The task: Pick out and copy every line in the rows below that contains the word "target". Match the case exactly.

Information supplied:
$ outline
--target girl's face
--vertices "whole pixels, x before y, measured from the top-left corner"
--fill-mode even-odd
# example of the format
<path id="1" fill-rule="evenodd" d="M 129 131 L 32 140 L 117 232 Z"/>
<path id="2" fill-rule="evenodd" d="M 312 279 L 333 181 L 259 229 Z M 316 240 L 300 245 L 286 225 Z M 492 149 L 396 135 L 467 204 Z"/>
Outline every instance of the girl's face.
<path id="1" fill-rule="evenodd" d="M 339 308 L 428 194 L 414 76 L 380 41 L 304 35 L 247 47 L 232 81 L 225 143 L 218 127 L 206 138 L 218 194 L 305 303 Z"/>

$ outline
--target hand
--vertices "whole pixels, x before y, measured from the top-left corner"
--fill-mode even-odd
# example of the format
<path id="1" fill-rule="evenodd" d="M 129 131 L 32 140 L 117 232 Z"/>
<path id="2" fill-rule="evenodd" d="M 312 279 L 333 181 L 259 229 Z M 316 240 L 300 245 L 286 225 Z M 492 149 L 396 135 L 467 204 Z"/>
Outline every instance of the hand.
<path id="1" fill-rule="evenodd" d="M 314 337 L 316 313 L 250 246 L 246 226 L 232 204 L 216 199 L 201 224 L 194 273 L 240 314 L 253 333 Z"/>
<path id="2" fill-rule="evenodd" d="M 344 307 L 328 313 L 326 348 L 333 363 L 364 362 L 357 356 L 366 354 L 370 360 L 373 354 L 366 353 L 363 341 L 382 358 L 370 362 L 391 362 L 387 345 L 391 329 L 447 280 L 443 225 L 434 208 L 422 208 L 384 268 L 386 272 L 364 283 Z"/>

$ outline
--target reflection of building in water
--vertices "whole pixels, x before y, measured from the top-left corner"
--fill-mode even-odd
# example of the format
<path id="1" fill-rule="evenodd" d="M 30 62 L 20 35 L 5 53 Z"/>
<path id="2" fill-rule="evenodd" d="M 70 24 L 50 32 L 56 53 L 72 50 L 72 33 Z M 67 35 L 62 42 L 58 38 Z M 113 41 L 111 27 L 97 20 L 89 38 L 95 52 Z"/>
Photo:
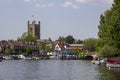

Written solution:
--target girl's face
--target hand
--target reflection of building in water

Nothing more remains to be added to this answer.